WRITTEN PROBLEM
Reproduce the listing below verbatim, line for line, and omit the pictures from your copy.

SUPPLIED ENTRIES
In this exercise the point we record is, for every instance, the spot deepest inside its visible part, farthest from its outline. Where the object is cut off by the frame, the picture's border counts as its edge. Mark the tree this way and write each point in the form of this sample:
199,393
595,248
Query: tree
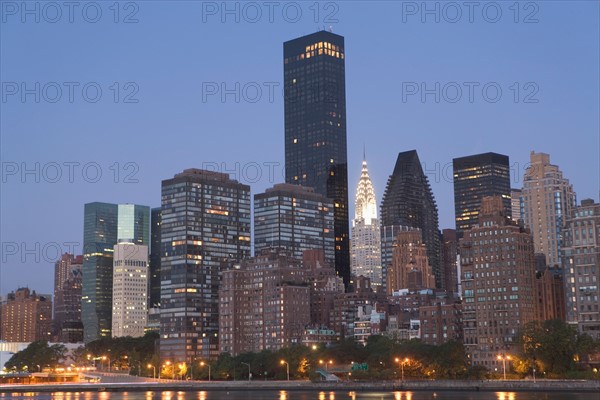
37,356
554,344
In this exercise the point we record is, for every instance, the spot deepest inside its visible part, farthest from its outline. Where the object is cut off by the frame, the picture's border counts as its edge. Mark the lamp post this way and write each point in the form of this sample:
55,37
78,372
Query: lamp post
107,358
153,370
249,373
402,367
503,357
287,367
202,364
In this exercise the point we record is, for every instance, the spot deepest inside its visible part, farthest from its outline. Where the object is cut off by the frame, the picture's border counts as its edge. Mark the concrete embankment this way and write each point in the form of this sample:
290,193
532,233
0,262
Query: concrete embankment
430,385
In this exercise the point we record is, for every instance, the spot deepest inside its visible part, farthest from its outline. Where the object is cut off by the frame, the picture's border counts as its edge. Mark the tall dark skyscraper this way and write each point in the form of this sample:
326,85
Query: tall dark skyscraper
205,228
408,201
294,218
315,127
104,226
476,177
155,217
99,237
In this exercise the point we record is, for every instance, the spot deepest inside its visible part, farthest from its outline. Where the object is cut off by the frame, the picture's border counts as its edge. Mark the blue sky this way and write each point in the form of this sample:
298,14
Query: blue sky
176,51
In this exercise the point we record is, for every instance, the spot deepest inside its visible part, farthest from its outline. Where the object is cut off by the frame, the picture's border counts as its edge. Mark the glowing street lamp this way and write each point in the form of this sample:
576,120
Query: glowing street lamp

WRITTEN SOLUTION
In this exercise the point we record is, for every instance, the spot deepest inside its visible part, farthest from its outline. Where the object is cut off by the frame, the picture's border counts as its edge. Mark the tree this way and write each point in the form of this sample:
199,393
595,248
Query: tree
37,356
554,344
In this exercise the point we record is, for every instance, the spot deepest inside its visible part, farthest from its outline. Where the object is cut off by the frame, the picture's border counts as its edge. Mark the lamp post this way and write each point in the form of this sample:
55,37
78,372
Query: lamp post
107,358
153,370
249,373
402,367
503,357
287,367
202,364
In this exercise the point we record is, for every instance, the spot deepest inside its visible part, farthest from its outline. Where the object is cut off by the frame, the picture's border counts as its edge. Mark the concrete embankment this way and write each point in the form of this sample:
290,193
532,233
0,262
Query: concrete embankment
430,385
In this exercise the point we record is, for every instance, the spot deepest inside its visible part, farthest from its outline. Where the object is cut off by the frame, the picture's border counts as its edge. Mark the tall dark skyscraper this way and write each point in the form of this sample:
326,85
Query: tall dark skyscraper
205,228
408,201
294,218
315,127
104,226
476,177
155,217
99,237
In this exercise the point we record is, for every instance, the spot deepest inside its visible part, farthest from its outline. Where the object is cut off by the frame, the picture's border counts as its edge. Mark the blue sky this way and write each point in the form of this sample:
298,14
Query: blue sky
176,51
In this exercise the point we record is, for every instance, the spot deepest inside its visible part, farthest from its outline. Where the object is cut off by the frame, the picture's border counts as its edge. Mark the glowing street lamp this way and write each point in the form of this sample:
576,120
Query: glowing street lamp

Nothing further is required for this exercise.